QUOTED PASSAGE:
======

We’re already seeing newer alternatives springing up that wrap some business logic around the database layer to make it easier for AI developers to do common tasks. Some of these are developer libraries like Langchain and LlamaIndex. And some seem to be more fully featured developer tools like Metal and Baseplate. Just like Pinecone, they are also likely to raise a lot of money, or already have! AI’s advancement is a rain dance that calls forth capital from Patagonia vest wearing angels. 

I find this very exciting because it will make it a lot easier to make AI apps. There’s a tremendous amount of boilerplate code being written to take, say, a PDF or a webpage with interesting information on it, parse it, break it into chunks, store it, and retrieve it for use in AI apps. The more that can happen with just a line or two of code, the better.  

When I talk to people about vector databases—even people who have been following AI closely—they typically say, “What’s that?” I think, over time, that will change significantly as we start to understand how important it is for these models to have access to the knowledge that they contain.

Vector databases are how information gets stored and made available to AI applications. One place that I think they’ll get a lot of valuable information from is private, personal knowledgebases.

Private repositories of knowledge are going to be very valuable

People have been saying that data is the new oil for a long time. But I do think, in this case, if you’ve spent a lot of time collecting and curating your own personal set of notes, articles, books, and highlights it’ll be the equivalent of having a topped-off oil drum in your bedroom during an OPEC crisis. 

Why? It’s expensive and time consuming to find information that’s relevant to the things you think about. Even if you give AI access to a search engine, so it can make queries to find the right information—it’ll cost you money and time.

If, instead, you’ve spent a lifetime gathering and curating  information that’s important to you, you can customize your AI experience so it’s more useful to you right off the bat.

Apps like Readwise Reader or Pocket or Instapaper that allow you to store articles you’ve read (or articles you want to read) are going to be a gold mine to the extent that they hook up to AI tools. They’ll be extra useful because they record the articles you explicitly bookmarked and read, this will make it easier for AI tools to know which pieces of information to weight in their responses.

But the use of personal knowledge databases will get weirder and more advanced than this.

For example, Rewind is a tool that sits on your computer and records everything you see and everything you type. It’s all stored locally for privacy purposes, and you can already hook it up to ChatGPT.

In one of their demos they show a user asking, “What did I do last week?” The AI is able to summarize all of the tasks they did on their computer:

For my part, I’ve installed Rewind, and I’ve been playing around with building little tools to save more of what I encounter online. I made a little app I call Tend that sits open on my browser all day, and I can feed it any articles with interesting information for indexing and storage. Later, I’ll build a little ChatGPT plugin to give me access to all the information I saved with it.

Wrapping up

When we talk about the future of AI, we tend to focus on its output. Given a prompt, it can think through a complex problem, compose an essay, or create a new scientific breakthrough without much human involvement. 

We tend to underappreciate the significance of the input—what information we feed it to produce those results. Its answers are largely dependent on the information we make available to it for analysis. It’s only as powerful as its starting point.

We don’t pay enough attention to the limits of its knowledge—how much information is locked away,  inaccessible to these systems. We also forget how expensive (both in time and in compute) it is to crawl through information sources and find relevant facts. And finally, we underestimate the difficulty of surfacing relevant pieces of information for the model at the right time.

But solving these sorts of problems is just as fundamental as solving for the reasoning capabilities of the underlying models. I’m excited to see what people build.

======

PROBLEM 1: Write out the passage on vector databases from "For my part, I’ve" to "much human involvement.".
PROBLEM 2: Say whether each statement agrees with the passage on vector databases, answering yes or no and quoting the words that decide it. (a) Rewind keeps what it records on the user's own computer. (b) Langchain and LlamaIndex are named as fully featured developer tools. (c) A ChatGPT plugin for Tend has already been built.

EXTRACTED RECORDS:
======

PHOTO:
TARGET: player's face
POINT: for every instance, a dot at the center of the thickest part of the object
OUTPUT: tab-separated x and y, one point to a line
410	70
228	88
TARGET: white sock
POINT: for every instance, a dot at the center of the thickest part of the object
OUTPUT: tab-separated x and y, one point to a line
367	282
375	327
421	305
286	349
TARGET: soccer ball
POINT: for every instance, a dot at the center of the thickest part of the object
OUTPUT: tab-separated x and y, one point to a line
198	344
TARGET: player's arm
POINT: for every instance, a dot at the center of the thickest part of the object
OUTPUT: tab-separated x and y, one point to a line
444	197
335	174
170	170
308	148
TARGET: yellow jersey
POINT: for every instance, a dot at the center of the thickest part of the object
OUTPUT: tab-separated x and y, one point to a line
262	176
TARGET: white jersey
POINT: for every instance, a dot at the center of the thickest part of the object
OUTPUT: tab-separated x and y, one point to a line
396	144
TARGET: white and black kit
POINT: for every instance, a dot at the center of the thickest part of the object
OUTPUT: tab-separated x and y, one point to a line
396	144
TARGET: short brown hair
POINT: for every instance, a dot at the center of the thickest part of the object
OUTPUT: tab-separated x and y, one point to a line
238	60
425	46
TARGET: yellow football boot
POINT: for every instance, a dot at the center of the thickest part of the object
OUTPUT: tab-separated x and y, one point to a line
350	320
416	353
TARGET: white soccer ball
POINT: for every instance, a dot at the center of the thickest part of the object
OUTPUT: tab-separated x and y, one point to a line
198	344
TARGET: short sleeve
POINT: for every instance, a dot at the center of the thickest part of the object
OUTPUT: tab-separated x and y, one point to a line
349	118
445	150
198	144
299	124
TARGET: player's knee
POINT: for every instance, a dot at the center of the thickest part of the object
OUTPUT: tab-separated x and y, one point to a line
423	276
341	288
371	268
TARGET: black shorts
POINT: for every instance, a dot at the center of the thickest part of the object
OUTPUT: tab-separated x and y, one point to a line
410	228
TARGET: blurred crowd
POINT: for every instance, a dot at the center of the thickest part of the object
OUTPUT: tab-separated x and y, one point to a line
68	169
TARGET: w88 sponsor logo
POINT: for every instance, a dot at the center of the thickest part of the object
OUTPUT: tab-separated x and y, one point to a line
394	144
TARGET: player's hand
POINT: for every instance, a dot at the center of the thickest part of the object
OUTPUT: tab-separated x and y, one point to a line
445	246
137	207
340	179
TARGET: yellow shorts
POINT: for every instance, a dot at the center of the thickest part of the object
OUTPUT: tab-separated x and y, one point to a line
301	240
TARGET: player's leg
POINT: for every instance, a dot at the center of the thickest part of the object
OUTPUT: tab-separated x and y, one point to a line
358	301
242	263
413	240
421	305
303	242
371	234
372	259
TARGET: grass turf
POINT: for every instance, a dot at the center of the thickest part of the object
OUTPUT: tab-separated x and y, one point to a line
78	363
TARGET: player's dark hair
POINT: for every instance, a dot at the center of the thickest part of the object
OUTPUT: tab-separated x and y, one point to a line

======

EXERCISE OUTPUT 1:
For my part, I’ve installed Rewind, and I’ve been playing around with building little tools to save more of what I encounter online. I made a little app I call Tend that sits open on my browser all day, and I can feed it any articles with interesting information for indexing and storage. Later, I’ll build a little ChatGPT plugin to give me access to all the information I saved with it.

Wrapping up

When we talk about the future of AI, we tend to focus on its output. Given a prompt, it can think through a complex problem, compose an essay, or create a new scientific breakthrough without much human involvement.

EXERCISE OUTPUT 2:
(a) Yes: "It’s all stored locally for privacy purposes"
(b) No: "Some of these are developer libraries like Langchain and LlamaIndex."
(c) No: "Later, I’ll build a little ChatGPT plugin to give me access to all the information I saved with it."